Given task —
Extract all of the data and reproduce it precisely.
— Start of Record excerpts —
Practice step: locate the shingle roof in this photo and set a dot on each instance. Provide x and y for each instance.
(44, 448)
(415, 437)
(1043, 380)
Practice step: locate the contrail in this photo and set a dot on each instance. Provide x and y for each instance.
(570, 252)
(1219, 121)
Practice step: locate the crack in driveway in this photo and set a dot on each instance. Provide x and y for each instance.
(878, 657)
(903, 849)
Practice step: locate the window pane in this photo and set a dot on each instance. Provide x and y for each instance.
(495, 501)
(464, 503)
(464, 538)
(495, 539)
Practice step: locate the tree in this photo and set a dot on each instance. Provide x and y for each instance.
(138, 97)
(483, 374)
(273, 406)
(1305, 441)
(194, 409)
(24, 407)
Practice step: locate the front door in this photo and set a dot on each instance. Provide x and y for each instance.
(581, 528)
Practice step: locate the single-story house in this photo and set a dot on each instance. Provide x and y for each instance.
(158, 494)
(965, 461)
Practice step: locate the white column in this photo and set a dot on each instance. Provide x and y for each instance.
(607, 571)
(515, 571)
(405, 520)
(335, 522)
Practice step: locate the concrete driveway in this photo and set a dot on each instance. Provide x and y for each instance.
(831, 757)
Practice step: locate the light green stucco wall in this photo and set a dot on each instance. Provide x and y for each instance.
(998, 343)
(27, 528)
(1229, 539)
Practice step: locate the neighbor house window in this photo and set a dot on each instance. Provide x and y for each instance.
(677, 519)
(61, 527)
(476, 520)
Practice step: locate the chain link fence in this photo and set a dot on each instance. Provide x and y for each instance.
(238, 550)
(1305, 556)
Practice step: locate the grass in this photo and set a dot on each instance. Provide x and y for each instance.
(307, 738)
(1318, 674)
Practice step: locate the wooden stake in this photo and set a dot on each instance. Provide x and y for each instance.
— End of Record excerpts —
Solution for this task —
Practice step: locate the shingle roof in this photo and set a dot on each instance. Provide x and y for each instance.
(44, 448)
(415, 437)
(1043, 380)
Practice step: locate the contrail in this photo and set a dot on each instance. Provide x and y for each instance.
(570, 252)
(1219, 121)
Practice step: locate the crack in driveway in this photo and set a dot on each instance. Provide x and y for each instance.
(878, 657)
(903, 849)
Practice step: locate the window pane in this photo and set a dot on each instance. Provide x and y for each instance.
(495, 501)
(464, 503)
(464, 538)
(495, 539)
Practice step: locate the tree in this photo and set a dot on each instance. Provide x and y for each instance.
(138, 97)
(483, 374)
(273, 406)
(1305, 441)
(194, 409)
(24, 407)
Practice step: locate the front door in this photo and set a dot on each instance. Provide x and y for each instance.
(581, 528)
Practice step: locate the single-story house in this photo and set a dot on each instance. Provide x and y for each instance.
(158, 494)
(965, 461)
Practice step: locate the white column in this photo and set a dot on each instance. Provide x and y for each instance.
(607, 571)
(515, 571)
(405, 520)
(335, 522)
Practice step: locate the concrete driveway in this photo and set a dot on each instance. Provide x and y for each instance.
(831, 757)
Practice step: locate the light green stucco wall in this photo and set a dot on each instance. Provide x and y for each instance.
(998, 343)
(27, 528)
(1229, 539)
Practice step: locate the neighbor house window in this photo and set a dot on each instance. Provide x and y for each instance.
(677, 519)
(61, 527)
(476, 520)
Practice step: locate the chain link fence in this photo and set a dot on each instance. Provide x and y for each instance.
(238, 550)
(1305, 556)
Practice step: locate the grass in this photo and set a dot on each instance. Provide x and y for each instance.
(307, 738)
(1318, 674)
Practice step: locate the wooden stake in this photo and set a dot on each instance. Provide x and y for each instance.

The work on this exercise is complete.